Jags Kandasamy is the CEO and co-founder of edge AI modeling startup Latent AI. Opinions are the author’s own.
Manufacturing leaders face a costly contradiction: AI pilots consistently deliver impressive results in controlled environments, yet most never scale beyond the proof-of-concept stage.
This isn't a technology problem — it's an economic miscalculation that wastes millions in corporate investment and leaves manufacturers vulnerable to more agile competitors.
The pattern is depressingly familiar. Companies invest heavily in artificial intelligence pilots, focusing exclusively on accuracy while ignoring infrastructure realities. When these pilots succeed, executives assume scaling will be straightforward. Instead, they discover that replicating a resource-intensive pilot across hundreds of locations creates an economic nightmare that kills the project entirely.
The solution lies in designing AI for scale from the start — by optimizing models for real-world constraints like compute power, connectivity and cost, not just accuracy in ideal lab conditions. This often means accepting that "good enough" accuracy deployed everywhere beats "perfect" accuracy that never scales.
Successful manufacturers evaluate what level of precision their operations actually require versus what their pilots achieved in ideal conditions. Modern optimization techniques can typically maintain 95-99% of original accuracy while reducing hardware costs by 90% or more. For most manufacturing applications, this slight precision trade-off delivers far more business value than perfect models that remain stuck in pilot purgatory.
The infrastructure blind spots and timing-critical realities
The fundamental issue lies in how manufacturers evaluate AI deployment costs. Pilot programs typically operate with dedicated engineering teams, premium hardware and unlimited cloud resources focused on a single application. This approach works for testing, but becomes prohibitively expensive at scale.
Consider the hidden costs that most pilots often overlook: constant connectivity requirements, bandwidth consumption and energy expenses associated with data transmission.
Research indicates that edge-based AI processing can reduce energy consumption by up to 80% compared to cloud-dependent solutions by eliminating the need to transmit data for remote processing constantly. For manufacturers operating on thin margins, these infrastructure costs can quickly eliminate any productivity gains.
The problem compounds when manufacturers discover that their cloud-based pilots require consistent, high-speed internet connectivity — something that's often unreliable or expensive in industrial environments. What seemed like a minor consideration during testing becomes a major operational constraint during deployment.

Material provided |
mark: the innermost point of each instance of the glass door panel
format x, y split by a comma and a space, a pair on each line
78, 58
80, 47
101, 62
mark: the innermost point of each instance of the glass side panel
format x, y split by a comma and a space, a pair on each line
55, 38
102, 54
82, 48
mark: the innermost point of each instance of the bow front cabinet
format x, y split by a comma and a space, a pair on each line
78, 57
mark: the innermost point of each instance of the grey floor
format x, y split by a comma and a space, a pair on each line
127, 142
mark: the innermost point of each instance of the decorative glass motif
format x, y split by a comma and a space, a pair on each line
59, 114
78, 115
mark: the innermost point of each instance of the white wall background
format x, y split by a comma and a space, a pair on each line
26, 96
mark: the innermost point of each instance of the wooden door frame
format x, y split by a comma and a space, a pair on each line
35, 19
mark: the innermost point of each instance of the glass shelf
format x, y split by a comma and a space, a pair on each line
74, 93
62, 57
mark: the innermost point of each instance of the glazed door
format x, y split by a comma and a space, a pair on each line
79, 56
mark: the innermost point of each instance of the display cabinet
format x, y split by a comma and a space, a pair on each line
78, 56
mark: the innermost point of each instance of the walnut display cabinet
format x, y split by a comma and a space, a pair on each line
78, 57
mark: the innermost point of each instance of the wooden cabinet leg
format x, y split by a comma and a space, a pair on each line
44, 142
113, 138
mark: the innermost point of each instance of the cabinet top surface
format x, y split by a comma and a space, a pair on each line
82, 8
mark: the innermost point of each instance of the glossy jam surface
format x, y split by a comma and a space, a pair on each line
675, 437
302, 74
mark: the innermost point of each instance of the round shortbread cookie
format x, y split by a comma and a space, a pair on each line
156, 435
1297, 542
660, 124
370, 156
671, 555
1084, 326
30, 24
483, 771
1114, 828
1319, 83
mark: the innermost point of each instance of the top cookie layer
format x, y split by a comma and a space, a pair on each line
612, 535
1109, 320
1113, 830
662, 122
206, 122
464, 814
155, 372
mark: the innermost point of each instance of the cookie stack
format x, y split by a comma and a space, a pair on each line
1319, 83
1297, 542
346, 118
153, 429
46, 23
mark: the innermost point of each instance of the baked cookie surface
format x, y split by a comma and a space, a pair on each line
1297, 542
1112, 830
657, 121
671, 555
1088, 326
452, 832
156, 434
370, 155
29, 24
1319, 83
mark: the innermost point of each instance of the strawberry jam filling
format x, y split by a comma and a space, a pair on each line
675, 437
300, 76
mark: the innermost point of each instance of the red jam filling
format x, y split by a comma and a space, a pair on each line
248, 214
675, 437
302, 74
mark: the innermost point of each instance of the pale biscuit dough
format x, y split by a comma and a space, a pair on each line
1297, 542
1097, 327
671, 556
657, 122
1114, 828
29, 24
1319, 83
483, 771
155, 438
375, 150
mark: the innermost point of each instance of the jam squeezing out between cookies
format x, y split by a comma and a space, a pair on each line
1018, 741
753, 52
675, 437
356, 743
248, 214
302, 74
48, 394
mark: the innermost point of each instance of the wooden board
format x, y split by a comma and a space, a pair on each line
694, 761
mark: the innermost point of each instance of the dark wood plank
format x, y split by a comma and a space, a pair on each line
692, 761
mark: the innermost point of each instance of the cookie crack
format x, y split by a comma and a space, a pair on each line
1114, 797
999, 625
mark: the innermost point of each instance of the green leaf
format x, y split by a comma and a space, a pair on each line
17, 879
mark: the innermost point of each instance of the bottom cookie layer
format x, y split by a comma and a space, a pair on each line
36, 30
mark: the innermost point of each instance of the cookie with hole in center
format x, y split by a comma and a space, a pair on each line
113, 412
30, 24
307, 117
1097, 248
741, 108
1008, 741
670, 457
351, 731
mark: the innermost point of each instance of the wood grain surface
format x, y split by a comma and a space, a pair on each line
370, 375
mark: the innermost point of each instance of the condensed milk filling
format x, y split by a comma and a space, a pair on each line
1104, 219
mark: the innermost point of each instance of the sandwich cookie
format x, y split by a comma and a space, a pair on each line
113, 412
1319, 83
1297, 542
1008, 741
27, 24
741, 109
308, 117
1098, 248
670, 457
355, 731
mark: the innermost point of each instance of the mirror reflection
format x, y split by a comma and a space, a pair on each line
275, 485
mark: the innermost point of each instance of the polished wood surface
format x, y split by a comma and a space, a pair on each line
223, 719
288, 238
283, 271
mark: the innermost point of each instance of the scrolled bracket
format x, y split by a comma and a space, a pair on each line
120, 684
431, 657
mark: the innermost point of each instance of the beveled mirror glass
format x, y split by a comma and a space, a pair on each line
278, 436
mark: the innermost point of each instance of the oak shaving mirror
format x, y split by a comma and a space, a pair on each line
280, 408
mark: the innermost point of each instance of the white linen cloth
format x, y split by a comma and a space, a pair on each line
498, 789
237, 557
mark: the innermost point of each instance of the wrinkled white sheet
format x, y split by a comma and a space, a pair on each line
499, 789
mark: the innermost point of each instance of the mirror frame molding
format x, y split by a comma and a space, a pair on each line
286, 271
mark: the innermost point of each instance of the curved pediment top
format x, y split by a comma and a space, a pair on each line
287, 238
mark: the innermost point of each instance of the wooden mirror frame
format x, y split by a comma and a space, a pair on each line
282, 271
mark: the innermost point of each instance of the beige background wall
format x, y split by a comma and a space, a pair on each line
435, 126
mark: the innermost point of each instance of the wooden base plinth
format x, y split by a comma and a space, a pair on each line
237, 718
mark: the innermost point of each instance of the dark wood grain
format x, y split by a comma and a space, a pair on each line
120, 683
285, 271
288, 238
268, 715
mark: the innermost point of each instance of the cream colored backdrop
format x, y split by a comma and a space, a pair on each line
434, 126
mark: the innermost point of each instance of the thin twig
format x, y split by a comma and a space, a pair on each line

To do | Please explain, in one to three sentences, why the article on scaling manufacturing AI says edge-based processing uses less energy than cloud-dependent solutions.

Exercise output | Edge-based AI processing can reduce energy consumption by up to 80% because it removes the need to constantly transmit data for remote processing. Cloud-dependent setups carry connectivity, bandwidth and energy costs tied to that data transmission.